- [EXTRACTED DATA]
■ ■ ■ ■ ■

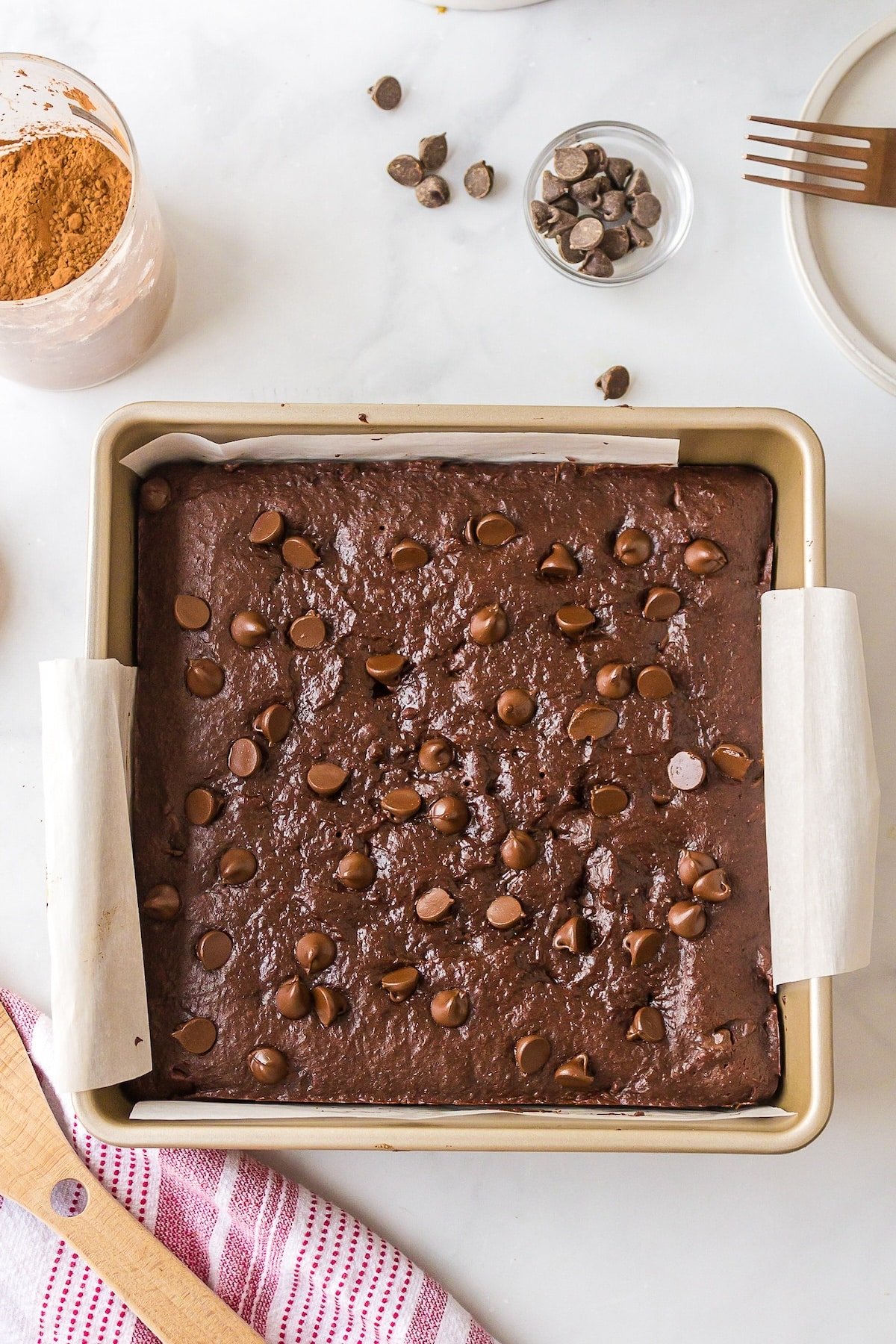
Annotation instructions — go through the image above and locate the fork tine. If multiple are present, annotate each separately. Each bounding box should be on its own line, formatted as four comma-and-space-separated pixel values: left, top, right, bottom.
750, 117, 872, 143
744, 155, 865, 183
747, 136, 871, 163
744, 172, 861, 200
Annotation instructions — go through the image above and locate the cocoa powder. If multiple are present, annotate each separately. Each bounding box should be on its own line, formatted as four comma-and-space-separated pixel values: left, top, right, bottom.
0, 133, 131, 299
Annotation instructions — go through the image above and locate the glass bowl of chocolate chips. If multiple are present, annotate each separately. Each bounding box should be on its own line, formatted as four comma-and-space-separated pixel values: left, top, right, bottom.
524, 121, 693, 285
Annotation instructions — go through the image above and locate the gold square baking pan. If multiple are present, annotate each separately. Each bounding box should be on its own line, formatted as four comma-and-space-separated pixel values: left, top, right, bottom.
75, 402, 833, 1153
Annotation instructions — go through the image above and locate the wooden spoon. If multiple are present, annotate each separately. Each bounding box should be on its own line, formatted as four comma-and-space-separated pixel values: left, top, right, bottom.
0, 1004, 261, 1344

■ ■ ■ ■ ■

- [EXERCISE PROMPT]
Rewrite the stretch from the line containing "locate the wooden" through the end of the entries, replacing "annotate each separately" with "mark each one on its own" and leaving everything else unchanged.

- [OUTPUT FOR THIS TASK]
Annotation instructions — go through the image above and locate the wooden spoon. If multiple are present, mark each one on its own. Each bounding box should be on its own line, formatted as four comma-and-space-separated pixel values: left, top, right, bottom.
0, 1004, 261, 1344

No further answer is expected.